Extrait du texte:
4. Stéphane Lambert (né en 1974), Paul Klee jusqu'au fond de l'avenir, 2021, éd. Arléa, 116 pages, 18 euros, impression Corlet (Condé-sur-Noireau). Conseillé par un libraire enthousiasmé, ce Lambert est - affaire de goût sans doute - d'un intérêt nul, pire: du gargarisme nombriliste et prétentieux usant de la locomotive Klee comme moyen d'y accrocher son wagonnet. Bah! un de perdu, dix de trouvés. Et les 35 reproductions de tableaux donnent tout le prix à la chose.

Objectif: Selon l'extrait, combien de reproductions de tableaux compte le livre de Stéphane Lambert sur Paul Klee ? Vous n'avez pas besoin des lignes.

Lignes fournies:
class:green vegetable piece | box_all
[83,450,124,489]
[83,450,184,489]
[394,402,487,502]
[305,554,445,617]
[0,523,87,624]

Résultat final: Le livre compte 35 reproductions de tableaux.